[Referring expression pointing data]

::::

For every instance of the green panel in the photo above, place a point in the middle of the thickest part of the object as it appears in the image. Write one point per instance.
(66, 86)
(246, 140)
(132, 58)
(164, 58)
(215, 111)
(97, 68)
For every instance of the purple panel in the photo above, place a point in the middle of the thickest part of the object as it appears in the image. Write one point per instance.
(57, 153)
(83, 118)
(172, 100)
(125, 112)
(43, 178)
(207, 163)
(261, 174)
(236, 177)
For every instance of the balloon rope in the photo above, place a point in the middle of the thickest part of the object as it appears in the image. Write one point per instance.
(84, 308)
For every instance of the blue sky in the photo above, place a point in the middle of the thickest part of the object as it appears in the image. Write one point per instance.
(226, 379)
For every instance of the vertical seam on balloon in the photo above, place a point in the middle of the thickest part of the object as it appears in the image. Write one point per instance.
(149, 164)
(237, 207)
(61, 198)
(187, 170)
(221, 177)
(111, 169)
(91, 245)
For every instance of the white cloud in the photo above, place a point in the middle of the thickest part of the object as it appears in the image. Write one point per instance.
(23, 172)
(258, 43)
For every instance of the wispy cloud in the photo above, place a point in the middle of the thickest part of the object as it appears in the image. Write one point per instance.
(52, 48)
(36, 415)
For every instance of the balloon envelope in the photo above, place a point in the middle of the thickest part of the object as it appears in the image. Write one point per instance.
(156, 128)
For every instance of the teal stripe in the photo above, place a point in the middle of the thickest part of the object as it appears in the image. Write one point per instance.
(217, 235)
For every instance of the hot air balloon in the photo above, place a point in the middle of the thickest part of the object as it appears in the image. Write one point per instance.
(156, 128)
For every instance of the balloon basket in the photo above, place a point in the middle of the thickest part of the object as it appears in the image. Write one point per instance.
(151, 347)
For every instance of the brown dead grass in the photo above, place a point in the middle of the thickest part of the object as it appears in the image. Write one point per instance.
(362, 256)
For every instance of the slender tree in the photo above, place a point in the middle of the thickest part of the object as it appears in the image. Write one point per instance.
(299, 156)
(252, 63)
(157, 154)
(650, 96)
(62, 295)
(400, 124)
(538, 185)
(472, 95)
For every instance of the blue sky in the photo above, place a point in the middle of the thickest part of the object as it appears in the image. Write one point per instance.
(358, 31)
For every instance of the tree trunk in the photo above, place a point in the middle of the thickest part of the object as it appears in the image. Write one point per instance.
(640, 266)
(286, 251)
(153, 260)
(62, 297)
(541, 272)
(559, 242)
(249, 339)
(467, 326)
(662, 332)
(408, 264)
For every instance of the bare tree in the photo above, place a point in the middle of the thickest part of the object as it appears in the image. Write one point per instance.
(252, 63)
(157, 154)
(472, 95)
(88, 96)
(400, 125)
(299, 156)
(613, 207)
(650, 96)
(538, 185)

::::

• **What is being asked**
Whatever appears in the data above must be copied word for word.

• **Problem solution**
For every instance of the green panel in the photo above, place a point in the middle of the thickest part of the object as it appears in the image. Write one point per instance.
(66, 86)
(246, 140)
(132, 58)
(164, 58)
(215, 111)
(97, 68)
For every instance of the purple panel in the photo above, place a point in the middle of the thickest part of the object as it appears in the image. Write one point per instance.
(57, 153)
(83, 118)
(172, 100)
(125, 112)
(43, 178)
(207, 163)
(261, 174)
(236, 177)
For every instance of the balloon rope in the photo above, place a point in the middle of the thickest part of the object as it appears in the image. Write one point per instance.
(84, 308)
For every instance of the blue sky in the photo above, place a point in the middle of the thickest part of the object as it appears in the image. Write one point per instance.
(226, 379)
For every instance of the vertical seam on balloon in the photo above, place a point in the middle of the thickest part of the object as it appears in the image. Write one point per instance.
(149, 164)
(237, 207)
(61, 198)
(187, 170)
(221, 177)
(111, 169)
(91, 245)
For every instance of the white cloud in the photo above, place a point in the middle of the thickest part of the object as it appears in the image. Write one point per instance.
(23, 172)
(258, 43)
For every instance of the wispy cloud in the photo above, place a point in the middle of the thickest part of the object as it appears in the image. Write one point per instance.
(52, 48)
(36, 415)
For every instance of the balloon envelope in the photo above, place a point in the middle of the thickest part of the object as it appears in the image. Write one point per instance.
(156, 128)
For every instance of the teal stripe in the photo above, place a point in the middle of the thickest part of the object as it appears in the image. Write one point per instance.
(217, 235)
For every instance of the hot air balloon in the photo above, place a point in the middle of the thickest part of the object as it appears in the image. Write one point per instance.
(156, 128)
For every instance of the balloon basket in the photo above, place a point in the middle of the thickest part of the object as it appears in the image. Write one point per instance.
(151, 347)
For every instance of the brown dead grass in the photo above, place a point in the middle of the thickest part of the object as it appears in the image. Write one point per instance.
(362, 256)
For every instance of the slender tree in the photo above, place a point in the middle of the thickest part of the object as it appears in the image. Write one point per instance.
(299, 156)
(252, 63)
(157, 154)
(650, 96)
(62, 295)
(400, 124)
(538, 185)
(472, 95)
For every instance of the blue sky in the photo above, place a point in the middle of the thickest part of the object as it appears in the image. Write one point per instance.
(358, 31)
For every instance of the tree trunk in the photo above, place a point in the middle of the thickest part of the object as it appears in the image. Write one point per instance.
(640, 266)
(286, 251)
(153, 260)
(62, 297)
(541, 272)
(559, 242)
(249, 339)
(467, 326)
(662, 332)
(408, 264)
For every instance of the bare tree in the photo above, place a point in the middle of the thickest part of the object as it appears in the image. Write one point per instance.
(252, 63)
(157, 154)
(472, 95)
(88, 96)
(400, 125)
(299, 156)
(613, 207)
(650, 96)
(538, 185)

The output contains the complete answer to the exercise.